** BEGIN **
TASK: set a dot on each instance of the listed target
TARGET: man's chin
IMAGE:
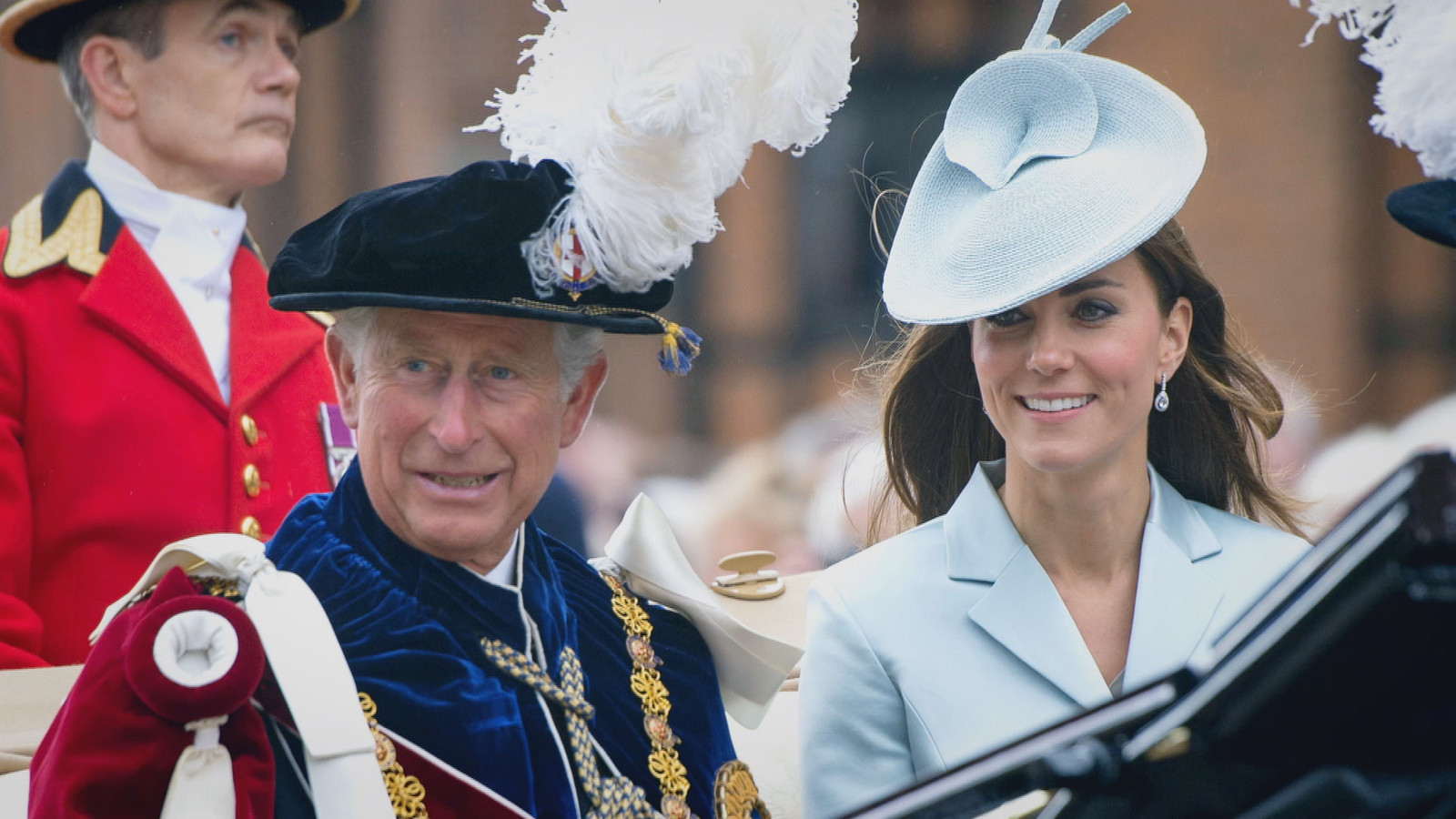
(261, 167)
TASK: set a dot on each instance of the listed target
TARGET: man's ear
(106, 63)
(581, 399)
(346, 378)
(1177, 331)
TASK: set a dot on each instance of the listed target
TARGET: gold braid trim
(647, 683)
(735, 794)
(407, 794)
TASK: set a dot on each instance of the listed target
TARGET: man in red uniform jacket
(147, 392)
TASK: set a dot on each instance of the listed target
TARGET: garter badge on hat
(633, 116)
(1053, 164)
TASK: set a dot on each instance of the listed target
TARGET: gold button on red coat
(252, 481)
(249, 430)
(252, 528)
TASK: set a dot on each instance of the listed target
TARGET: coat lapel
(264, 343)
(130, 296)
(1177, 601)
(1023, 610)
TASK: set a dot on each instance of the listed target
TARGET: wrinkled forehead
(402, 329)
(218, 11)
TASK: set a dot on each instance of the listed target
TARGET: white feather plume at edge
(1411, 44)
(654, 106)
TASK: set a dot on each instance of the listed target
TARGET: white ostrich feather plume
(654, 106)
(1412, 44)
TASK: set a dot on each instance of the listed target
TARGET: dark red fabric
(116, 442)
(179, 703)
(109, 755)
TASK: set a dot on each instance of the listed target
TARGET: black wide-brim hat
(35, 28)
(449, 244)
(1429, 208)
** END **
** BEGIN **
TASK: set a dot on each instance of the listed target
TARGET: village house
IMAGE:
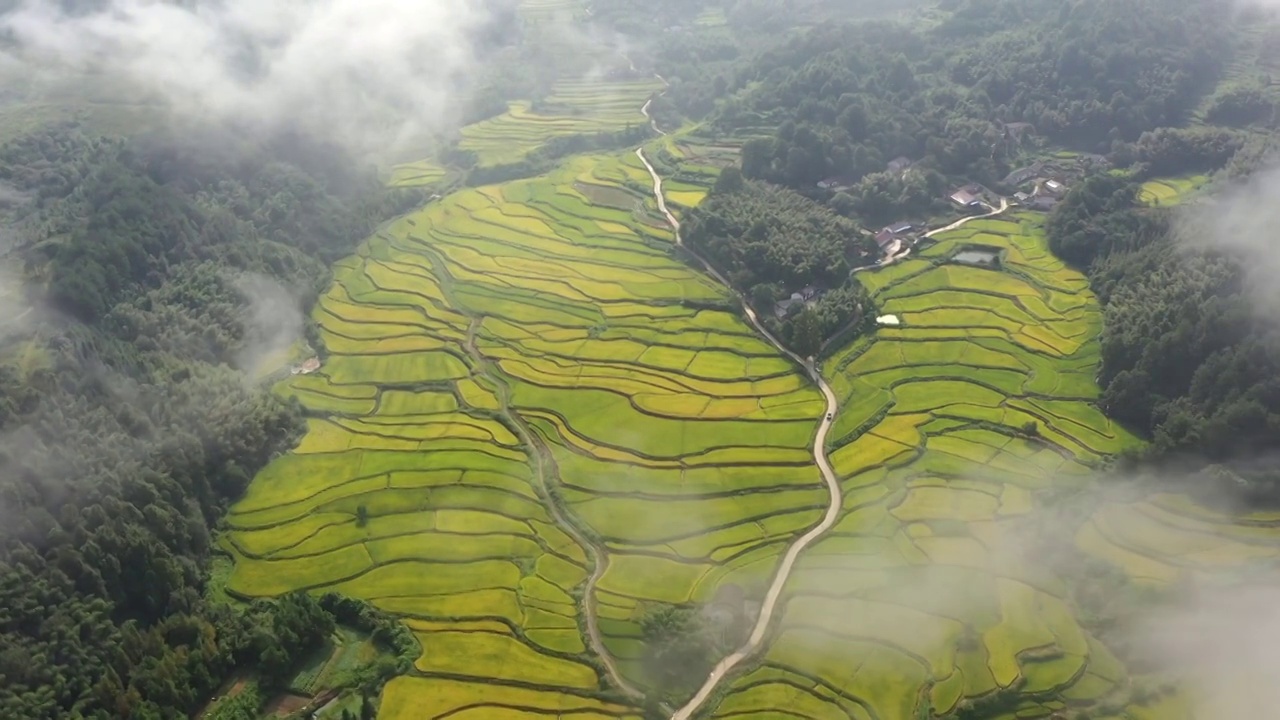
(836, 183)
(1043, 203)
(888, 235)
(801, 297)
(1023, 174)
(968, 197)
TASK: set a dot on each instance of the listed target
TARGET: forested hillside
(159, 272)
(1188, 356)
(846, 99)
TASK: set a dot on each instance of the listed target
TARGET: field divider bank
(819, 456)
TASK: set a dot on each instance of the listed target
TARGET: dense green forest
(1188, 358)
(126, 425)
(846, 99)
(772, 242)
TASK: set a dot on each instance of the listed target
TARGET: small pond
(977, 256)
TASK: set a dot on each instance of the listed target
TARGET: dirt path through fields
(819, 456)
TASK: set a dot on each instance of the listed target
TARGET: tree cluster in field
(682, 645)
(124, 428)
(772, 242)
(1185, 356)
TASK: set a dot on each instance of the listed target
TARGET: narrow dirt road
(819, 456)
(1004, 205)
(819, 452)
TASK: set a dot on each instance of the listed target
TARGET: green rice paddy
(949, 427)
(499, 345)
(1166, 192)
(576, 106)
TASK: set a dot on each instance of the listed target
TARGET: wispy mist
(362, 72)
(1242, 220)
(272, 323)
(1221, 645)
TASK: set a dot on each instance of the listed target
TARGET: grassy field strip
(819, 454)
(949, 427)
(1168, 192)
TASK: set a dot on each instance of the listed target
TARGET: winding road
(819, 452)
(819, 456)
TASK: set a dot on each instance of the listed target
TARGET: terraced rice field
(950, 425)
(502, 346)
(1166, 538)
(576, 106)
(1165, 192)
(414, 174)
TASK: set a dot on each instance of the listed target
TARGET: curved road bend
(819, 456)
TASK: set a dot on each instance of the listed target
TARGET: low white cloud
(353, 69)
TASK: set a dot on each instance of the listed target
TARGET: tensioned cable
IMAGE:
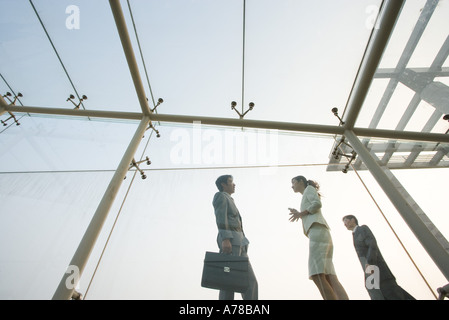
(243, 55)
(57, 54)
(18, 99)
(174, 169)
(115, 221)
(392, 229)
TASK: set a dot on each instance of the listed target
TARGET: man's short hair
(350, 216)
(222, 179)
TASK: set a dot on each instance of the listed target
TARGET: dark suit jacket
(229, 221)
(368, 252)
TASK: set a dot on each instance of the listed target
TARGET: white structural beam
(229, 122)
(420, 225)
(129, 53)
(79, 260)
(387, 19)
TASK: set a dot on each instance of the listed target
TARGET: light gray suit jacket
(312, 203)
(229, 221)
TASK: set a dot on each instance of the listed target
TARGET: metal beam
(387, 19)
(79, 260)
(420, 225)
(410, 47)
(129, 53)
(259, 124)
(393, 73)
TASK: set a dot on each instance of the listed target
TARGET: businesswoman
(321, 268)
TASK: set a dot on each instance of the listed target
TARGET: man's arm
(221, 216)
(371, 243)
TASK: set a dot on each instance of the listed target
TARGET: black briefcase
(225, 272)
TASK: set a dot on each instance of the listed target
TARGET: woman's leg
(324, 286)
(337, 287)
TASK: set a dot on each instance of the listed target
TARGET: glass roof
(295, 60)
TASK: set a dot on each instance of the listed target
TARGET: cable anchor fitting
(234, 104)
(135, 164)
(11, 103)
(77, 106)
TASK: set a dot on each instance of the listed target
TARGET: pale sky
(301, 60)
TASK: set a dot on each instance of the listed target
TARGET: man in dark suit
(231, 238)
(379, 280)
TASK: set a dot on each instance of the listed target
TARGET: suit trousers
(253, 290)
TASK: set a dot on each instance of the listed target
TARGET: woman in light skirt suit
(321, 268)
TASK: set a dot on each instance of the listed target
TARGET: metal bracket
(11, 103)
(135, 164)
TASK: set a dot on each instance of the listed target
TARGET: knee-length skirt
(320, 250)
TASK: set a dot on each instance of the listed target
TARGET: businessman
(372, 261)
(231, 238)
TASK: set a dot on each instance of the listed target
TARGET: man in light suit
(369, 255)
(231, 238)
** END **
> [THE PROBLEM] Please list every line of the entries above that contains the word "feather".

> [ANSWER TO THIS PROBLEM]
TARGET: white feather plume at edge
TARGET: white ostrich feather plume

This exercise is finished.